• Stored items
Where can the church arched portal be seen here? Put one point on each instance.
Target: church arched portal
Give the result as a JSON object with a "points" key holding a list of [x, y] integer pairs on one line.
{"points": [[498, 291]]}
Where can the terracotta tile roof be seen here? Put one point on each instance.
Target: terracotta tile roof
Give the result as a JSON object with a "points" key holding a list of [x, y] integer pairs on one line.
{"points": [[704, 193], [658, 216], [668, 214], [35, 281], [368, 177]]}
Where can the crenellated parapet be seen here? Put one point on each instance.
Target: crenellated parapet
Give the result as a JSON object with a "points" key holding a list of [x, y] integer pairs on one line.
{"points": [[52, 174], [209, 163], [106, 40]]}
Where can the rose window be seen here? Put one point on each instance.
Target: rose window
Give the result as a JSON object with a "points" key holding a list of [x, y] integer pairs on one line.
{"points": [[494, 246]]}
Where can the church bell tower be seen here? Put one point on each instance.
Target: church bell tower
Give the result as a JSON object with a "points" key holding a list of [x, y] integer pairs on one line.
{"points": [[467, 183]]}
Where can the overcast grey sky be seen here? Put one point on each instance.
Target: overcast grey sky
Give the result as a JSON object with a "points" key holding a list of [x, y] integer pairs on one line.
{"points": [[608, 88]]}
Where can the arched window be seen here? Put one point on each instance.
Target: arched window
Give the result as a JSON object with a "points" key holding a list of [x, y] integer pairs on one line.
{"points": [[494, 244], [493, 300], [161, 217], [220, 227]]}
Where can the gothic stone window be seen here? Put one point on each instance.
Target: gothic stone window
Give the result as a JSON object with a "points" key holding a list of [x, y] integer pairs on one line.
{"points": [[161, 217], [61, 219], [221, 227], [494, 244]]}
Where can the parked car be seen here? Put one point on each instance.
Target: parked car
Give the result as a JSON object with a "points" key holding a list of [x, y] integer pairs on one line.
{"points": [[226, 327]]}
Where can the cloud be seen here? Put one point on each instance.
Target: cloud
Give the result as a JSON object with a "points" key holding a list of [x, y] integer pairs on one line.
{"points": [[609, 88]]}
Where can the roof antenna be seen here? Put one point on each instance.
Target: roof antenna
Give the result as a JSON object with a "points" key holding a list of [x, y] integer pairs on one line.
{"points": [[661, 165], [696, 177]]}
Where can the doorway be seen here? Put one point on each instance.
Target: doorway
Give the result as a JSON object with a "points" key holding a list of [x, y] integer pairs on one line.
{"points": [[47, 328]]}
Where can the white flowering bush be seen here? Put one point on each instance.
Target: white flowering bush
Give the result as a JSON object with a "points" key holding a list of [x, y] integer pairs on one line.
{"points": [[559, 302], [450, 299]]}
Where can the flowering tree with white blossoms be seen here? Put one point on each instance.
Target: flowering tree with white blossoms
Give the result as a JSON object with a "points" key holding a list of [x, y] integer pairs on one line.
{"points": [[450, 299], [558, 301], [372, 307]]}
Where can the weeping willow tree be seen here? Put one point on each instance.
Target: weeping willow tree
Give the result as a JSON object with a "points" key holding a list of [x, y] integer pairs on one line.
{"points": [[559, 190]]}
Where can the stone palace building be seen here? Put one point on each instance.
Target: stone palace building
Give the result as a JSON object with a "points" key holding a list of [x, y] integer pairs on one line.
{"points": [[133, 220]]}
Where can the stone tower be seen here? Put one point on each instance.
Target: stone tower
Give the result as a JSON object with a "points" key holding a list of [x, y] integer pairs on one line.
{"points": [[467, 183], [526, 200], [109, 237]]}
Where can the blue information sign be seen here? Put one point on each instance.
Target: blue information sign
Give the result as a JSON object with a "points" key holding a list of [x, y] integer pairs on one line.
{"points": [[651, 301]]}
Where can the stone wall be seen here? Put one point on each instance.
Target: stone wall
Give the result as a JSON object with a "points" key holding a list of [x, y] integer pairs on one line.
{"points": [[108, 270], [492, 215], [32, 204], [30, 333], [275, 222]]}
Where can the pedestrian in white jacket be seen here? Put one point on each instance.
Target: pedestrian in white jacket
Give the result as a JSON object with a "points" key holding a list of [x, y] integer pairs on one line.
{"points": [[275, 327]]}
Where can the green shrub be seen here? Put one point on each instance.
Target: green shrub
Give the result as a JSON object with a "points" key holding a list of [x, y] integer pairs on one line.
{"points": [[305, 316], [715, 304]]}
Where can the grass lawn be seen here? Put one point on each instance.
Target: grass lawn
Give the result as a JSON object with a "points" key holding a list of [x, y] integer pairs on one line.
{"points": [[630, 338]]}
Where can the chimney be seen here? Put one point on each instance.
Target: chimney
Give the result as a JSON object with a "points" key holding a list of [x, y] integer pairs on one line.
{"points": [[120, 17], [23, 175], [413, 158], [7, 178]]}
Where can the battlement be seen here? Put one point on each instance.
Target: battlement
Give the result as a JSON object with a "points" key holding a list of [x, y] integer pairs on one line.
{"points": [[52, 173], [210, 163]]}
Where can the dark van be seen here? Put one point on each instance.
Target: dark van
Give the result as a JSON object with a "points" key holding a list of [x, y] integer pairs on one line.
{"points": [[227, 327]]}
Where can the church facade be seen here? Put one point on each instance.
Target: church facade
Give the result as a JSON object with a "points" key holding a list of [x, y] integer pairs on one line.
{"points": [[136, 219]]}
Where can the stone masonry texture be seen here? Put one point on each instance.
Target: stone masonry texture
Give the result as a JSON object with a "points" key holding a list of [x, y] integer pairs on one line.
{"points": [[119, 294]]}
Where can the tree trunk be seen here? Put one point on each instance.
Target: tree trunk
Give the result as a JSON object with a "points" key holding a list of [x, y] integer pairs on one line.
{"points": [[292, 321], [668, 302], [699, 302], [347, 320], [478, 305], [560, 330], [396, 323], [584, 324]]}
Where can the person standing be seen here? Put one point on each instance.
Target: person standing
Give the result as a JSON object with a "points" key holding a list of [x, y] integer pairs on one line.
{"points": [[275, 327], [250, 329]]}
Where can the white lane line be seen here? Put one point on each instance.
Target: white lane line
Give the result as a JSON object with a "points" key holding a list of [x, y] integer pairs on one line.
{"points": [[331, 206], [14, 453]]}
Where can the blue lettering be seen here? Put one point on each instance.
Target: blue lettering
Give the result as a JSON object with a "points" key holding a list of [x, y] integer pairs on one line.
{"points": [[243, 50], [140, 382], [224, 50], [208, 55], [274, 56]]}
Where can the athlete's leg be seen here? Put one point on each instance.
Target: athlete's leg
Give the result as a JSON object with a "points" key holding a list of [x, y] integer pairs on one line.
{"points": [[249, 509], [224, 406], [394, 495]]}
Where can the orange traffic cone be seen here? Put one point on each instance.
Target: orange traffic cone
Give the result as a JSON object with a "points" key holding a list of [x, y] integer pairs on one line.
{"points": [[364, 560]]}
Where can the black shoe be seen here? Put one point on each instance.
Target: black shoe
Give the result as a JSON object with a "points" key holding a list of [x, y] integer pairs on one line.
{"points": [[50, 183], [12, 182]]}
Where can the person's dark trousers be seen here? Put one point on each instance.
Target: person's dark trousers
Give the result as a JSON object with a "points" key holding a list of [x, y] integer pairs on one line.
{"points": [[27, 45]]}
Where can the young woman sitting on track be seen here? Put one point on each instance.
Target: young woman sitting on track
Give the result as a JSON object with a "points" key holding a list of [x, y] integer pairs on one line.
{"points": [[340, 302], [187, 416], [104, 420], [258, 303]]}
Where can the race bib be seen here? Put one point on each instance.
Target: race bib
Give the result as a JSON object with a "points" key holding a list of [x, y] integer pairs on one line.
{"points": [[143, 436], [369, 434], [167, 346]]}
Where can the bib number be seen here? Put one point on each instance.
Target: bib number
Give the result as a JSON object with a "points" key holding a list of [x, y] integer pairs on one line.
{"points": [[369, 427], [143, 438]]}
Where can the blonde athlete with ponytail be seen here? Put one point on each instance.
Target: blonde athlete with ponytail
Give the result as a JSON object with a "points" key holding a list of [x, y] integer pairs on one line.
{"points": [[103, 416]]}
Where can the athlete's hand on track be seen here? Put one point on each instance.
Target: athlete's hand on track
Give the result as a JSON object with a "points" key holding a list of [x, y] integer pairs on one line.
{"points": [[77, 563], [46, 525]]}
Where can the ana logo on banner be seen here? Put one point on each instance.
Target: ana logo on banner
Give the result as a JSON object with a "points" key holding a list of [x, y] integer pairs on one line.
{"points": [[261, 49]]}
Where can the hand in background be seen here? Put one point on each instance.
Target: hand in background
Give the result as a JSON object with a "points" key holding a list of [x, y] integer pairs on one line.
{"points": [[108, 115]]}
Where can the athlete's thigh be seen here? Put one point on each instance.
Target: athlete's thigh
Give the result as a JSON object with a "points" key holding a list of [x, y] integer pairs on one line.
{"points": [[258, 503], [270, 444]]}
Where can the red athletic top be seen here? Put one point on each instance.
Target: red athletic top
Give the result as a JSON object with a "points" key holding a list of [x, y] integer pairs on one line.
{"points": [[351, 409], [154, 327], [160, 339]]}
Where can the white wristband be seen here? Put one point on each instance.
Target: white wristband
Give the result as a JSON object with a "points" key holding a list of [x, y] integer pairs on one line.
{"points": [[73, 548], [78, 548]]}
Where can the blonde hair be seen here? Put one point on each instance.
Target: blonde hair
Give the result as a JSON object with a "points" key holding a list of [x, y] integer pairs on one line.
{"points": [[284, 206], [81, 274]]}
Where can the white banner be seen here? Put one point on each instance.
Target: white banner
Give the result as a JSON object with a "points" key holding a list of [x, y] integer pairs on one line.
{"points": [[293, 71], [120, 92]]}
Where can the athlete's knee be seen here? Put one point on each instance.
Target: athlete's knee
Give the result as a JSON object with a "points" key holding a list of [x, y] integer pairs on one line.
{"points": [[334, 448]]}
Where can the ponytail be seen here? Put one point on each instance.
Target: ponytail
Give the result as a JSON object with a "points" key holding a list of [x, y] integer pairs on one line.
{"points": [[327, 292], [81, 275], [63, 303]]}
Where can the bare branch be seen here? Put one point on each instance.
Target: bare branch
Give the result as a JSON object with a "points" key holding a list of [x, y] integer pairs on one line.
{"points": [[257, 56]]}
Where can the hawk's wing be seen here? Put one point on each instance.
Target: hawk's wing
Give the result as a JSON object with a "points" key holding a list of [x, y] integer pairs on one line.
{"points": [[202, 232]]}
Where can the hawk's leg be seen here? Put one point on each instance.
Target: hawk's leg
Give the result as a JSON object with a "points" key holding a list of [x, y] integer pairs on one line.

• TASK TO COMPLETE
In the records above, locate the line that contains "Where can the red". Repeat it and every line after it, exactly, and nothing else.

• RESPONSE TO THIS TASK
Where can the red athletic top be seen here? Put one point on each instance.
Target: red athletic top
Give the result as a JSON object with a "points" key holding a list of [x, y] integer pairs on one line.
{"points": [[351, 409], [154, 327], [160, 339]]}
Where can the white wristband be seen here? Put one point on each instance.
Target: white wristband
Give the result as a JSON object with a "points" key holding a list of [x, y] integer pairs on one line.
{"points": [[73, 548], [78, 548]]}
Where can the blonde hair be seen here? Put one point on each instance.
Target: blonde hair
Give the result as a JSON object with a "points" key holding a list of [x, y] integer pairs on one line.
{"points": [[284, 206], [81, 274]]}
Where can the white banner be seen here? Put one point on each instance.
Target: white banner
Give the result as a JSON object with a "points" key holding a list of [x, y] integer pairs on one line.
{"points": [[293, 71], [120, 92]]}
Where can the athlete's knee be seen here? Put one point on each instance.
Target: athlete's knee
Give the result as a JSON object with a "points" key holding a list of [x, y] integer pairs on one line.
{"points": [[334, 448]]}
Where can the ponytail be seen here? Put one point on each instance.
Target: ponytail
Give the result as a JSON object with a "points" key holding a list of [x, y] integer pairs on one line.
{"points": [[327, 292], [81, 275], [63, 303]]}
Where can the bare branch be seen here? Put one point on each instance.
Target: bare branch
Give the result as a JSON object with a "points" key holding a list of [x, y] integer pairs on one line.
{"points": [[257, 56]]}
Where can the hawk's wing be seen here? Put one point on each instance.
Target: hawk's wing
Give the result as a JSON object with a "points" key holding a list of [x, y] integer pairs on one line.
{"points": [[202, 232]]}
Where can the hawk's leg be seen here? Put one point on each instance.
Target: hawk's leg
Give the result as a JSON object with a "points" key holding a list of [x, y] integer pairs on one line.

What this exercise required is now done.